--- start Provided records ---

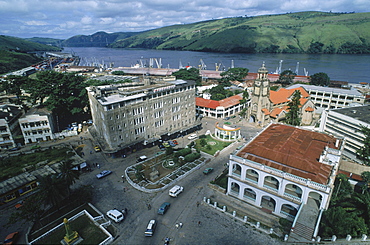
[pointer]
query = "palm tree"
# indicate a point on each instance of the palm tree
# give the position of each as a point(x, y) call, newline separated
point(51, 190)
point(68, 175)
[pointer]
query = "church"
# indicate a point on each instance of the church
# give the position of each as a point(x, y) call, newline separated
point(271, 106)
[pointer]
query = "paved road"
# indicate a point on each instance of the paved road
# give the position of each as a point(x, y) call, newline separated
point(214, 228)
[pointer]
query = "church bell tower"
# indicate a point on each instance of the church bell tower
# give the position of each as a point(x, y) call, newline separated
point(260, 99)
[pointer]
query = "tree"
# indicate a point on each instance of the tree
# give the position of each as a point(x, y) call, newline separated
point(286, 78)
point(189, 74)
point(52, 190)
point(364, 151)
point(31, 210)
point(366, 178)
point(320, 79)
point(336, 221)
point(68, 175)
point(13, 84)
point(293, 117)
point(234, 74)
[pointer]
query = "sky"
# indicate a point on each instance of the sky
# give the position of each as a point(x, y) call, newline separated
point(63, 19)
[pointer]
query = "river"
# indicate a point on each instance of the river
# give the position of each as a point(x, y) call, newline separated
point(339, 67)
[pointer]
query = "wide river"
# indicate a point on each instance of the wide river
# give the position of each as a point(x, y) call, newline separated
point(339, 67)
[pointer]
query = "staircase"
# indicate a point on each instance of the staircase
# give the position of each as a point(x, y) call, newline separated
point(305, 224)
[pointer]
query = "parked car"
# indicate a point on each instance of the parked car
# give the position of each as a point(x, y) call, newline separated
point(192, 136)
point(164, 207)
point(207, 171)
point(103, 174)
point(141, 158)
point(175, 191)
point(151, 228)
point(11, 238)
point(116, 215)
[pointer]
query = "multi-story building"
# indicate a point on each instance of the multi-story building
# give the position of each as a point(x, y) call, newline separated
point(347, 122)
point(9, 127)
point(140, 113)
point(331, 98)
point(219, 109)
point(283, 168)
point(271, 106)
point(37, 125)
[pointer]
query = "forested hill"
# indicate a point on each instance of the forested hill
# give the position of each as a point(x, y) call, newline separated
point(14, 56)
point(303, 32)
point(99, 39)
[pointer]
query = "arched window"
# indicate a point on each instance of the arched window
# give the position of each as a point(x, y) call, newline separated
point(250, 194)
point(237, 170)
point(271, 183)
point(293, 191)
point(252, 175)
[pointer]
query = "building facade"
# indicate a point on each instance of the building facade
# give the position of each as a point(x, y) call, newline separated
point(331, 98)
point(142, 112)
point(271, 106)
point(219, 109)
point(9, 127)
point(37, 125)
point(347, 122)
point(283, 167)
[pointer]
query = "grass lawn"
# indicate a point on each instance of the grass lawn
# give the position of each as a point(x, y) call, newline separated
point(13, 166)
point(91, 233)
point(212, 146)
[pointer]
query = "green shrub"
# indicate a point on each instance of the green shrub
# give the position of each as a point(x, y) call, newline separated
point(183, 152)
point(192, 157)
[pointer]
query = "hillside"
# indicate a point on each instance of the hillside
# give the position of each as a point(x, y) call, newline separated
point(46, 41)
point(304, 32)
point(14, 56)
point(99, 39)
point(23, 45)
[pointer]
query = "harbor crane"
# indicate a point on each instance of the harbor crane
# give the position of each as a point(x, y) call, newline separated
point(202, 65)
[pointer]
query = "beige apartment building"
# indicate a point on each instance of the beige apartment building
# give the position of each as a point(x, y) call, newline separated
point(139, 114)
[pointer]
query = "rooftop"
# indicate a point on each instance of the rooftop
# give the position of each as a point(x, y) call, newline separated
point(292, 150)
point(327, 89)
point(361, 113)
point(213, 104)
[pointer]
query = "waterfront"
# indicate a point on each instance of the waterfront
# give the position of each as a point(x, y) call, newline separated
point(346, 67)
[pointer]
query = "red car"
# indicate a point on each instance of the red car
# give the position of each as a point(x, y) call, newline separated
point(11, 238)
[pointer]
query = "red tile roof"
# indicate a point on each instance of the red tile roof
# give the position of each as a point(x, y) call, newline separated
point(291, 150)
point(283, 95)
point(213, 104)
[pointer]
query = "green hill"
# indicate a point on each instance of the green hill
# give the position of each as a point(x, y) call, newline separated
point(23, 45)
point(46, 41)
point(14, 56)
point(303, 32)
point(99, 39)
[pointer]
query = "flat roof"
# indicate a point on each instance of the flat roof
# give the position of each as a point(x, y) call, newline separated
point(292, 150)
point(361, 113)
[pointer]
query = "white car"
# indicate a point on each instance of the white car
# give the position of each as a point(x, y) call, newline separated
point(115, 215)
point(103, 174)
point(192, 136)
point(176, 190)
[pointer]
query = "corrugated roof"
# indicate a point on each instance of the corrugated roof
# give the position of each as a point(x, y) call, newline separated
point(291, 150)
point(283, 95)
point(213, 104)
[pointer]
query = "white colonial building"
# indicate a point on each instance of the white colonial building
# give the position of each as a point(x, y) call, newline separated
point(284, 167)
point(347, 122)
point(37, 125)
point(331, 98)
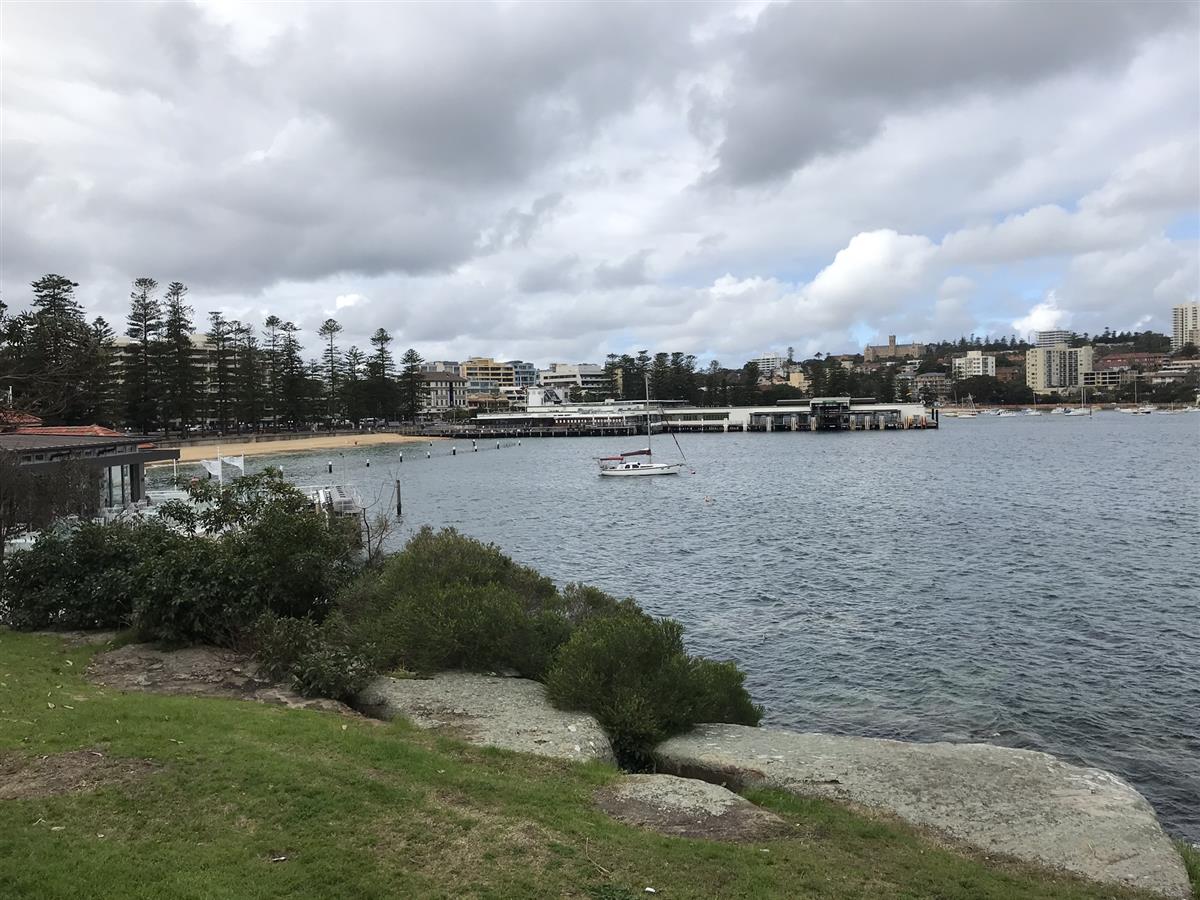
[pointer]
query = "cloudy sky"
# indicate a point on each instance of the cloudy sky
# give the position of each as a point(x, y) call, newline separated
point(556, 181)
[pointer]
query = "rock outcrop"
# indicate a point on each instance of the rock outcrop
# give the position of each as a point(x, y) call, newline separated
point(490, 711)
point(198, 672)
point(1018, 803)
point(687, 808)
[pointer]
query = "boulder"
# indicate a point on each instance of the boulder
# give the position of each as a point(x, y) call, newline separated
point(1018, 803)
point(687, 808)
point(490, 711)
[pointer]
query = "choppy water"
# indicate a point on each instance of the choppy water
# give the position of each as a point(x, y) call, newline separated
point(1027, 582)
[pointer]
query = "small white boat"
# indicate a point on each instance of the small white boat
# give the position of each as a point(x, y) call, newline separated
point(629, 465)
point(624, 466)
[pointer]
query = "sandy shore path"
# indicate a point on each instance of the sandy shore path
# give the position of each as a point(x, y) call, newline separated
point(195, 453)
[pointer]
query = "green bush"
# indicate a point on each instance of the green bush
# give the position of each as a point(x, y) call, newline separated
point(631, 672)
point(448, 601)
point(274, 553)
point(309, 657)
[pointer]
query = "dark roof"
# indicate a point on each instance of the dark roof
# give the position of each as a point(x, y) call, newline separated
point(28, 442)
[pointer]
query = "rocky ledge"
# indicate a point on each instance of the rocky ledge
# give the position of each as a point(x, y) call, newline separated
point(1017, 803)
point(491, 711)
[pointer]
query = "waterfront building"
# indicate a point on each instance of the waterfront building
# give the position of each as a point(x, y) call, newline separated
point(1051, 339)
point(892, 351)
point(769, 363)
point(525, 375)
point(484, 375)
point(1107, 377)
point(587, 377)
point(1177, 370)
point(117, 460)
point(1055, 369)
point(442, 365)
point(975, 364)
point(444, 391)
point(1185, 325)
point(931, 384)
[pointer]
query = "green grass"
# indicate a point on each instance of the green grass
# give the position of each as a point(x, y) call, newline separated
point(364, 810)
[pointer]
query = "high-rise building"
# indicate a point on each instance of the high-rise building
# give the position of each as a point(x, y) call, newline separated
point(768, 363)
point(1059, 367)
point(588, 377)
point(975, 364)
point(525, 375)
point(1185, 325)
point(484, 375)
point(1050, 339)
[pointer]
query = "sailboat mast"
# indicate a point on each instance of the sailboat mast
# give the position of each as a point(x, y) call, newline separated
point(648, 430)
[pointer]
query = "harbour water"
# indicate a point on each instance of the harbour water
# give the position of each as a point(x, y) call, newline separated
point(1031, 582)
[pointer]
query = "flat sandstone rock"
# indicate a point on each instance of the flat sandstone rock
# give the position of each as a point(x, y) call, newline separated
point(491, 711)
point(1019, 803)
point(687, 808)
point(198, 672)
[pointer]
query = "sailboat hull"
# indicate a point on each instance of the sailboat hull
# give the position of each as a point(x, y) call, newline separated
point(651, 468)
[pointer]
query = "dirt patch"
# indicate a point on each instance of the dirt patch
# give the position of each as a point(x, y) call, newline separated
point(81, 639)
point(198, 672)
point(75, 772)
point(685, 808)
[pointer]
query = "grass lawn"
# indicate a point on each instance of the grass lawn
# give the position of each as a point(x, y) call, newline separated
point(253, 802)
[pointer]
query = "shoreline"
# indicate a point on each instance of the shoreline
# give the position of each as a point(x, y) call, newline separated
point(195, 453)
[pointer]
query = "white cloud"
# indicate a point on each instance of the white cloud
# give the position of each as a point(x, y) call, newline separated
point(1044, 316)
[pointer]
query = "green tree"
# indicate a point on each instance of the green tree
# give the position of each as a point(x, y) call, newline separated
point(413, 388)
point(354, 385)
point(247, 376)
point(379, 373)
point(329, 330)
point(273, 335)
point(143, 355)
point(220, 339)
point(180, 385)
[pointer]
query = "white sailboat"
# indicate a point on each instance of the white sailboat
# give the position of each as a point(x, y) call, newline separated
point(629, 463)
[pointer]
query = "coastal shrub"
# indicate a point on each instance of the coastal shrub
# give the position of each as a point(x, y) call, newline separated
point(448, 601)
point(83, 576)
point(633, 673)
point(275, 555)
point(309, 657)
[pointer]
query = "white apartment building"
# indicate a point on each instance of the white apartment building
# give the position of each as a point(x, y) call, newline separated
point(1185, 325)
point(1056, 369)
point(975, 364)
point(1051, 339)
point(769, 363)
point(444, 391)
point(586, 376)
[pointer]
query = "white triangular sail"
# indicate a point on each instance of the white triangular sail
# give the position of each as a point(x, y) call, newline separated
point(238, 462)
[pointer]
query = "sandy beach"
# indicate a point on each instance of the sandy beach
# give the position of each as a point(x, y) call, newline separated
point(195, 453)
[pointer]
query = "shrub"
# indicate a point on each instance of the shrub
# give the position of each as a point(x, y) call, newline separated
point(275, 555)
point(631, 672)
point(448, 601)
point(310, 658)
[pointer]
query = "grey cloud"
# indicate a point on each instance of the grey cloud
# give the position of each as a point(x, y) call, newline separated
point(627, 274)
point(559, 274)
point(816, 78)
point(516, 227)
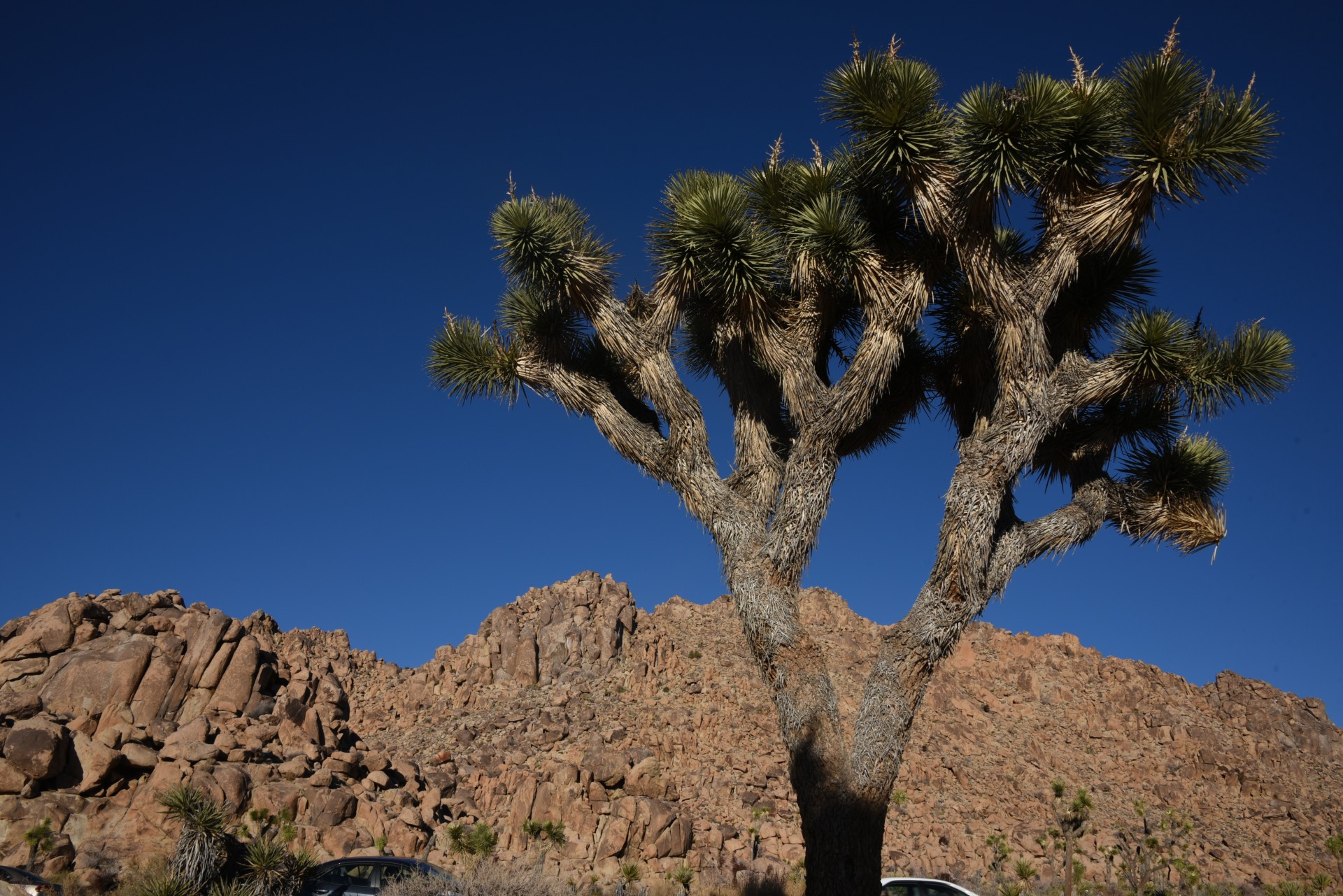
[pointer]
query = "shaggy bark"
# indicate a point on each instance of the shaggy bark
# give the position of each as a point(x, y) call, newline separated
point(762, 287)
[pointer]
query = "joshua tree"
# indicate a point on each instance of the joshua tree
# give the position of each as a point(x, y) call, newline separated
point(630, 875)
point(269, 865)
point(1072, 817)
point(834, 297)
point(1025, 874)
point(998, 855)
point(546, 834)
point(1146, 851)
point(683, 875)
point(201, 845)
point(39, 839)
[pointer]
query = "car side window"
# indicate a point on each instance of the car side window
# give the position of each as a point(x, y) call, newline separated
point(387, 874)
point(351, 875)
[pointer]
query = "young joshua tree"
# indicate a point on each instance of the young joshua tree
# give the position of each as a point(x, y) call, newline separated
point(1072, 817)
point(833, 299)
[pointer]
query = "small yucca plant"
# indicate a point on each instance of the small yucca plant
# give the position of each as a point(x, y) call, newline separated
point(201, 845)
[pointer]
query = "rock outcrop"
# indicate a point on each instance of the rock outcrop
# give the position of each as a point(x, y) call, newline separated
point(649, 735)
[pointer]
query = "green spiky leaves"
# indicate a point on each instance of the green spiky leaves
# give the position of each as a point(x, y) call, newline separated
point(547, 246)
point(1158, 351)
point(1007, 137)
point(1184, 132)
point(469, 362)
point(1172, 493)
point(1189, 467)
point(711, 252)
point(890, 104)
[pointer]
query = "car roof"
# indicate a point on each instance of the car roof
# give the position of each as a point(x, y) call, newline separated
point(925, 880)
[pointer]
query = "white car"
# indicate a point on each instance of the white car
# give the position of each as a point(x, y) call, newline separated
point(922, 887)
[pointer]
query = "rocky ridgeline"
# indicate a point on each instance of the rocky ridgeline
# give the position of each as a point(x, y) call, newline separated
point(649, 735)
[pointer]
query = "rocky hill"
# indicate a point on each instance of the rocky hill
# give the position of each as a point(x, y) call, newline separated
point(649, 735)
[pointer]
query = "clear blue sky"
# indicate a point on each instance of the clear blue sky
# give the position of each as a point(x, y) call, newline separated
point(227, 233)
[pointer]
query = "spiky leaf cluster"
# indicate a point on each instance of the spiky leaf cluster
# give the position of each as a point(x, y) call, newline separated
point(201, 845)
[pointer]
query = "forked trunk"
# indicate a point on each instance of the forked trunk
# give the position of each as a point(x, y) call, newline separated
point(842, 818)
point(842, 834)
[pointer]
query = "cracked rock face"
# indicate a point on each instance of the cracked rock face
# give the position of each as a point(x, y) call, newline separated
point(649, 737)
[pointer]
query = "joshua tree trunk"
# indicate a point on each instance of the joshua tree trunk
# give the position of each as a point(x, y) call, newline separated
point(1068, 862)
point(760, 281)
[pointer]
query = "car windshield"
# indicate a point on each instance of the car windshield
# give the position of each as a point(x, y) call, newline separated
point(17, 875)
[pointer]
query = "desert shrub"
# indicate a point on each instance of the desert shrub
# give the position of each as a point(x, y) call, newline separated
point(769, 886)
point(155, 879)
point(201, 845)
point(233, 887)
point(505, 879)
point(420, 886)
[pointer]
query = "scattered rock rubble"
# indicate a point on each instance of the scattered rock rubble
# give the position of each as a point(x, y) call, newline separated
point(649, 735)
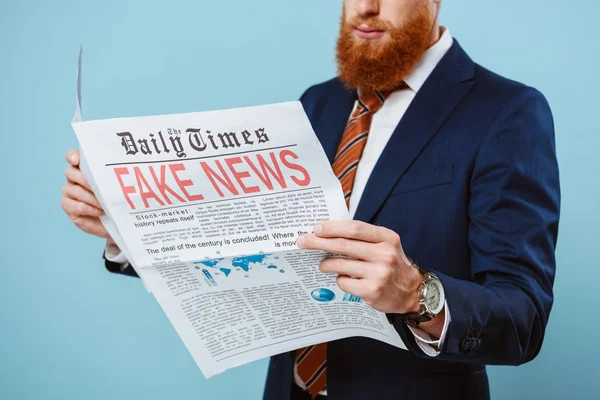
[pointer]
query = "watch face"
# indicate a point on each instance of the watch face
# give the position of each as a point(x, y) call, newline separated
point(434, 297)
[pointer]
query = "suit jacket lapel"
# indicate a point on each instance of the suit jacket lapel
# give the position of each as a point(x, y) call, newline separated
point(334, 116)
point(450, 81)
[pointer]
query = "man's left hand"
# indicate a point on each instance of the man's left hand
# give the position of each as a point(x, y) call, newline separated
point(377, 270)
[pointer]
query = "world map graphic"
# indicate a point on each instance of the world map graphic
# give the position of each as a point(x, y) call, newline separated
point(244, 263)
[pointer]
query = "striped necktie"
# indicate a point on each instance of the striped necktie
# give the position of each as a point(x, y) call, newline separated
point(311, 362)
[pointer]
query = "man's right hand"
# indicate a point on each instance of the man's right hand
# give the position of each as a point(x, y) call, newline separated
point(79, 202)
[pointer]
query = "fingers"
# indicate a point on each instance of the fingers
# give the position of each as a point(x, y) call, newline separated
point(347, 247)
point(344, 266)
point(74, 175)
point(73, 157)
point(91, 225)
point(77, 209)
point(356, 230)
point(78, 193)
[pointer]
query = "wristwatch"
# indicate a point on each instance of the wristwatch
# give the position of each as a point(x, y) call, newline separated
point(431, 299)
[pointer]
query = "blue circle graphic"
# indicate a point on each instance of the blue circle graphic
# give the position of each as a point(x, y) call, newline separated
point(322, 294)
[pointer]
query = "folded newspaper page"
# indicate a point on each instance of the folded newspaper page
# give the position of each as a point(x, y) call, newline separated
point(207, 207)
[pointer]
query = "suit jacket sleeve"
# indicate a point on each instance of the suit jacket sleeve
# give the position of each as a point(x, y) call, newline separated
point(500, 315)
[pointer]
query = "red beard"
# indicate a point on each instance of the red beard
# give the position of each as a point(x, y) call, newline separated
point(384, 63)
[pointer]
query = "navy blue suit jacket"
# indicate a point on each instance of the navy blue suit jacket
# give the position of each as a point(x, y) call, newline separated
point(469, 180)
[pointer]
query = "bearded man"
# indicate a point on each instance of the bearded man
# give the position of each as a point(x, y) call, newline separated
point(441, 161)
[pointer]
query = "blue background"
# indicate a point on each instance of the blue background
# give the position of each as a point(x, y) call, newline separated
point(70, 330)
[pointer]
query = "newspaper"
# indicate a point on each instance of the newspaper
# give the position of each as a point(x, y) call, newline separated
point(207, 208)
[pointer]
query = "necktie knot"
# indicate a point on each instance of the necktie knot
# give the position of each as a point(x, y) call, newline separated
point(371, 100)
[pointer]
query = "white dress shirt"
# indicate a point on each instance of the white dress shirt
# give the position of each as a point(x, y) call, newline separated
point(382, 126)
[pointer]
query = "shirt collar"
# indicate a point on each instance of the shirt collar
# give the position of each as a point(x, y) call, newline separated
point(429, 61)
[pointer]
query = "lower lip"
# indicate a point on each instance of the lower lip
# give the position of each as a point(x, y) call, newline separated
point(368, 35)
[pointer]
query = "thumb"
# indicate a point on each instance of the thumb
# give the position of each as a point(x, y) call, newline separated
point(73, 157)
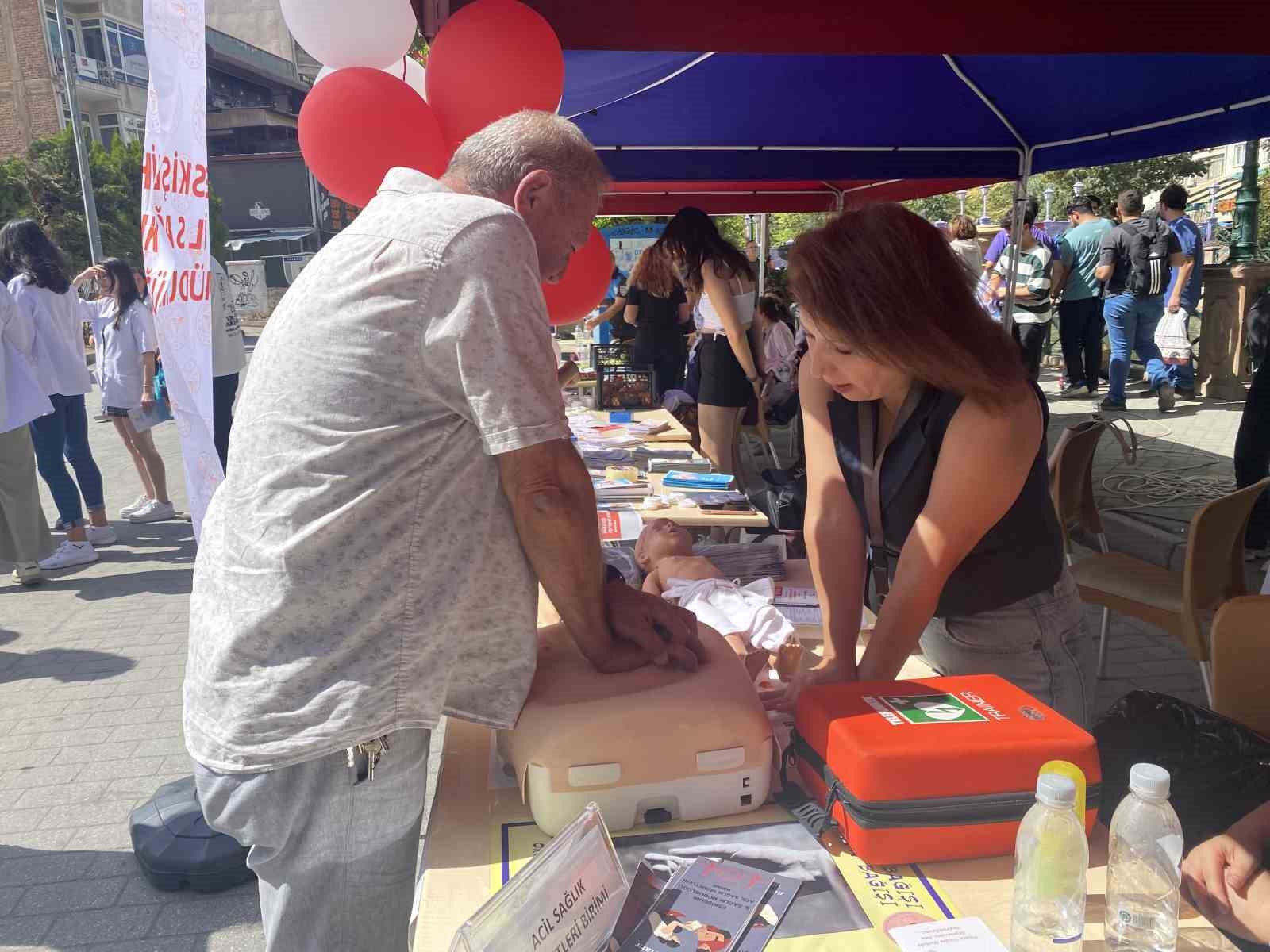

--- end Provided records ---

Directive: Rewrite the entries from the start through the line containing "point(214, 228)", changing "church" to "chapel" and keeping everything else the same. Leave the pictures out.

Answer to the problem:
[pointer]
query = "palm tree"
# indicate a point on each instance of the palm tree
# give the position of each as a point(x, y) call, newline separated
point(51, 190)
point(68, 175)
[pointer]
query = "chapel"
# indicate a point on each instance of the chapel
# give the position of each as a point(x, y) call, newline separated
point(271, 106)
[pointer]
query = "paved road"
# indicate a point on each instance of the paved road
# give the position of each as a point(x, y) call, newline separated
point(214, 228)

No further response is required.